= Brano di partenza =
= = = = =
TURCHIA E UE: UN DIFFICILE NEGOZIATO

Integrazione e allargamento dell’Europa

di Valeria Crescenzi

 

A poco più di un anno di distanza dal 3 ottobre 2005, data che segnava l’apertura ufficiale dei negoziati per l’adesione della Turchia all’Unione europea, lo scorso 29 novembre la Commissione ha deciso, in una sua raccomandazione indirizzata al Parlamento Europeo, di sospendere parzialmente le trattative. In particolare saranno congelati i negoziati circa 8 capitoli dei 35 previsti dal processo di adesione.

Tali capitoli riguardano la libera circolazione dei beni, la pesca, il diritto di stabilimento e di fornitura di servizi, la politica dei trasporti, l’agricoltura e lo sviluppo rurale, l’unione doganale e le relazioni esterne.

La recente decisione della Commissione europea è espressione delle difficoltà e delle perplessità che da sempre accompagnano il negoziato con la Turchia. I rapporti tra quest’ultima e l’Unione europea affondano le loro radici nel 1959, anno in cui il premier Menderes presentava domanda di associazione alla CEE.
= = = = =
= Compiti da svolgere =
1/ Elenca tutte le date e gli anni scritti in cifre nel brano sui negoziati tra Turchia e UE.
2/ Trascrivi dal brano sui negoziati tra Turchia e UE il tratto che va da "Tali capitoli riguardano" fino a "le relazioni esterne.".

= Sezione dati =
= = = = =
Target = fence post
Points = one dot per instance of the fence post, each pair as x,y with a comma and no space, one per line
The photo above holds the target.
= = = = =
= Risultati in ordine =
1/
3 ottobre 2005
29 novembre
1959

2/
Tali capitoli riguardano la libera circolazione dei beni, la pesca, il diritto di stabilimento e di fornitura di servizi, la politica dei trasporti, l’agricoltura e lo sviluppo rurale, l’unione doganale e le relazioni esterne.